• TEXT PROVIDED
····················

Re: O_DIRECT to md raid 6 is slow

Chris Murphy <lists@xxxxxxxxxxxxxxxxx> · Sun, 19 Aug 2012 11:02:59 -0600

On Aug 18, 2012, at 9:17 PM, Stan Hoeppner wrote:
>> 
> 
> Yes, as in the case of XFS journal alignment, where the maximum stripe
> unit (chunk) size is 256KB and the recommended size is 32KB.  This is a
> 100% metadata workload, making full stripe writes difficult even with a
> small stripe unit (chunk).  Large chunks simply make it much worse.  And
> every modern filesystem uses a journal…

I agree that a bigger chunk size is not inherently better. I suspect 512K is selected for the default because for most people storage loads, which aren't spectacularly heavy (either data or metadata). But all the documentation I find on mdadm fairly well hits home that to get the best performance, you have to test.

One small quibble, however, is that the three newest filesystems, don't use journals: ZFS, btrfs, ReFS.

> 
>> Overall, I think 512Kb is quite a good chunk size, even for a raid5
>> array.

····················

Data lines
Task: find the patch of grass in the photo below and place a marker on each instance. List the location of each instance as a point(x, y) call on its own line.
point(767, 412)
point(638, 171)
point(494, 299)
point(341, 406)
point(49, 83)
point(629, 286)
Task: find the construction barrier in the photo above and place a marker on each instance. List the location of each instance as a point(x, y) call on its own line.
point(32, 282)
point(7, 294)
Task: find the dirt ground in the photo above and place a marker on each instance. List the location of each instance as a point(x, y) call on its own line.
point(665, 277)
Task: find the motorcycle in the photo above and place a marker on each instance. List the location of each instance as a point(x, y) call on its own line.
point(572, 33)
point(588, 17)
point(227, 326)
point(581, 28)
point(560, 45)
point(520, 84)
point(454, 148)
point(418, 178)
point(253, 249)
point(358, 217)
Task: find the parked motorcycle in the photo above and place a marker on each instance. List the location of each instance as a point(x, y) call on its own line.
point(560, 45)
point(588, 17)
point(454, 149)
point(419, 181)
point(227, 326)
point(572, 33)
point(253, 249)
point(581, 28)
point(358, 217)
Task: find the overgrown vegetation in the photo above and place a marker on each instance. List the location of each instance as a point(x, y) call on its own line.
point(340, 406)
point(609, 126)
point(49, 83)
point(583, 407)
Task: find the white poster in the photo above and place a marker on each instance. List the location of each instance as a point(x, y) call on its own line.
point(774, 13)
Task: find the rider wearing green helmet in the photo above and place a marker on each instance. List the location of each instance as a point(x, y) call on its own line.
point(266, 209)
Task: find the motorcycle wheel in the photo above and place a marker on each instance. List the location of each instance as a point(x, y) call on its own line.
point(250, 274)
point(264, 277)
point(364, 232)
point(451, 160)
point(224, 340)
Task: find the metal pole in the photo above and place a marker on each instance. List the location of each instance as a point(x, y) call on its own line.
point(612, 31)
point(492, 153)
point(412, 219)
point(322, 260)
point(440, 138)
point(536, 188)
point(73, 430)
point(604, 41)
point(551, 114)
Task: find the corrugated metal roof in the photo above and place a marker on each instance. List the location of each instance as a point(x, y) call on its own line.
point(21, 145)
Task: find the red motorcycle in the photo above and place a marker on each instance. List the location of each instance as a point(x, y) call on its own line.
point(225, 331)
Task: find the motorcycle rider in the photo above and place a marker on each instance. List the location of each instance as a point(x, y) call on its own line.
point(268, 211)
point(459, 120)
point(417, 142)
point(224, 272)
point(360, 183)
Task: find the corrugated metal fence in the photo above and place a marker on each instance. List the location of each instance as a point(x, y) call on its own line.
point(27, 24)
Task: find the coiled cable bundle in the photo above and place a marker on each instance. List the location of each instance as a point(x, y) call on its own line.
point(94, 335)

····················

• TASKS FOR THIS EXERCISE
**1)** Summarize the mailing-list reply on RAID chunk size in two sentences.
**2)** In the listing, switch "place a marker" to "put a pin" and leave everything else as it is. Start at the line containing "Task: find the construction", stop after the line containing "point(224, 340)", and return only that stretch.
The mailing-list reply and the data lines have no connection to each other.

• ANSWERS TO THE EXERCISES
**1)** Responding to a point about XFS journal alignment, where the maximum stripe unit is 256KB and the recommended size is 32KB, Chris Murphy agrees that a bigger chunk size is not inherently better and suspects 512K is the default because most people's storage loads are not especially heavy. The reply adds that mdadm documentation stresses testing to get the best performance, and it observes that the three newest filesystems, ZFS, btrfs and ReFS, do not use journals.

**2)**
Task: find the construction barrier in the photo above and put a pin on each instance. List the location of each instance as a point(x, y) call on its own line.
point(32, 282)
point(7, 294)
Task: find the dirt ground in the photo above and put a pin on each instance. List the location of each instance as a point(x, y) call on its own line.
point(665, 277)
Task: find the motorcycle in the photo above and put a pin on each instance. List the location of each instance as a point(x, y) call on its own line.
point(572, 33)
point(588, 17)
point(227, 326)
point(581, 28)
point(560, 45)
point(520, 84)
point(454, 148)
point(418, 178)
point(253, 249)
point(358, 217)
Task: find the parked motorcycle in the photo above and put a pin on each instance. List the location of each instance as a point(x, y) call on its own line.
point(560, 45)
point(588, 17)
point(454, 149)
point(419, 181)
point(227, 326)
point(572, 33)
point(253, 249)
point(581, 28)
point(358, 217)
Task: find the overgrown vegetation in the photo above and put a pin on each instance. List the location of each instance as a point(x, y) call on its own line.
point(340, 406)
point(609, 126)
point(49, 83)
point(583, 407)
Task: find the white poster in the photo above and put a pin on each instance. List the location of each instance as a point(x, y) call on its own line.
point(774, 13)
Task: find the rider wearing green helmet in the photo above and put a pin on each instance. List the location of each instance as a point(x, y) call on its own line.
point(266, 209)
Task: find the motorcycle wheel in the photo above and put a pin on each instance. List the location of each instance as a point(x, y) call on its own line.
point(250, 274)
point(264, 277)
point(364, 232)
point(451, 160)
point(224, 340)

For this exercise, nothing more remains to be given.